**EXTRACT PROVIDED**:
· · · · ·
From salmon exist especially exciting insights, they see in sea water green and blue very well. This ability changes however during the spawning run of salmon into the rivers. A couple of days after the change from sea water to fresh water a chemical process takes place in the eyes, the eyesight now is notably in the range of pink coloured lights. A possible reason is that now the spawning is more important for the fish than feeding. And many salmon have a demonstrative pink coloured “spawning frock”. That makes it comprehensible why these lure colours are so successful. The bites then are more out of aggression against rivals than out of hunger.

Tips for choosing the right colours:

1. The clearer the water and the more light there is, the more you have to experiment with different colours. The fish and the absorption of light dictade what is good. Start with preferably very dark colours like violet, dark blue and black when there is a lot of light.

2. Natural colours, corresponding to the usual prey fish, are a good choice in shallow clear water.
· · · · ·
**PROBLEMS TO WORK ON**:
a) Write out the part of the text on salmon and lure colors that opens with the words containing "1. The clearer" and closes with "shallow clear water.".
b) Pick up the text on salmon and lure colors where it stops and carry it on.

**ENTRIES**:
· · · · ·
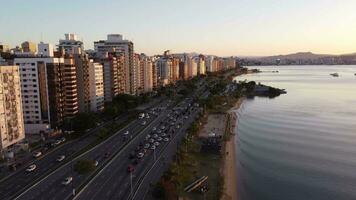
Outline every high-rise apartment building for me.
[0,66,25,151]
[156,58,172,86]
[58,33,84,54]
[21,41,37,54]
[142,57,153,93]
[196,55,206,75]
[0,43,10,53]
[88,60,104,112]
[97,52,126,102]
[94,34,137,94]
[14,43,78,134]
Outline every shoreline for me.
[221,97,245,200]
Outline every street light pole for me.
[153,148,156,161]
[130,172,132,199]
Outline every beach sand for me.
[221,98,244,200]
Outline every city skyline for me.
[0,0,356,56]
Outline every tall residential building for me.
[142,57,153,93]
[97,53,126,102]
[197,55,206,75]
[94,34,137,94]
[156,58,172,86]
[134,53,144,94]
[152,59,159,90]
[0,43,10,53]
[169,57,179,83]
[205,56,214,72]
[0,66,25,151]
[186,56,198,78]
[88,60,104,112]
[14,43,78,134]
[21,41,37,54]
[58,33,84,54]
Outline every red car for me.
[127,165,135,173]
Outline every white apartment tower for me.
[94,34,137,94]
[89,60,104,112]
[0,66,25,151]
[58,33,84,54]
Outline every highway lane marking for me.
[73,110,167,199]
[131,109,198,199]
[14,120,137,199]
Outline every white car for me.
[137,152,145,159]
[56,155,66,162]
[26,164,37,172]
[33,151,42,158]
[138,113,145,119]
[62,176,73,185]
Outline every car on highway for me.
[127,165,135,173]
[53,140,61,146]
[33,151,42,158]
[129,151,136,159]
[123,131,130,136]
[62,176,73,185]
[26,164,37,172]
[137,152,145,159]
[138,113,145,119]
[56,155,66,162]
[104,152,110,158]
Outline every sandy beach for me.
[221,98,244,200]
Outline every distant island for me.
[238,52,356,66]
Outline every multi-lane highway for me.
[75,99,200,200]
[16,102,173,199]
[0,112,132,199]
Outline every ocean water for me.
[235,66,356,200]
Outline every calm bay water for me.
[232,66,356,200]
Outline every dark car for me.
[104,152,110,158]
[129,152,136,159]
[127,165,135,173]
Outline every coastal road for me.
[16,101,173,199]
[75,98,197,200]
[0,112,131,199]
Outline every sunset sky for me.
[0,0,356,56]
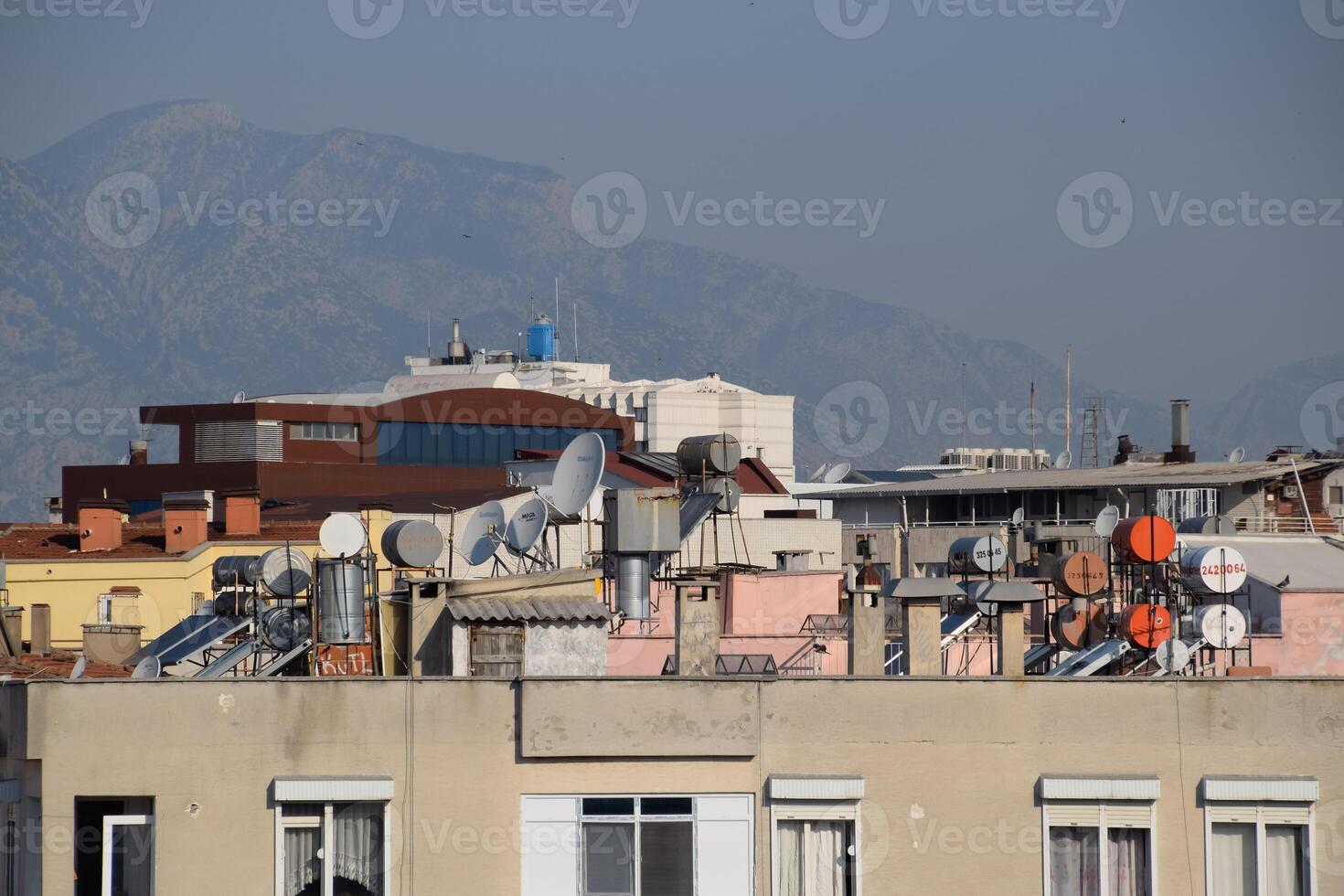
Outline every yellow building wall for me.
· · · · ·
**ANSWERS TO EACH TASK**:
a)
1. The clearer the water and the more light there is, the more you have to experiment with different colours. The fish and the absorption of light dictade what is good. Start with preferably very dark colours like violet, dark blue and black when there is a lot of light.

2. Natural colours, corresponding to the usual prey fish, are a good choice in shallow clear water.

b)
3. The less light penetrates into the depth, the smaller is the choice of colours. Black, white, metallic effects and especially fluorescent colours are here recommendable.

4. Waters shimmer very often in certain colours (ocean blue, emerald green or brownish yellow). The reason for this are light waves, they move through the water and leave it filtered. The colour of the water is an indicator for which colours “return” from the depth. They can serve as a rough evidence for choosing the lure colours. Very often it is a good choice to take the same colour of the water for the colour of your lure because the light waves of these colours penetrate the water very well.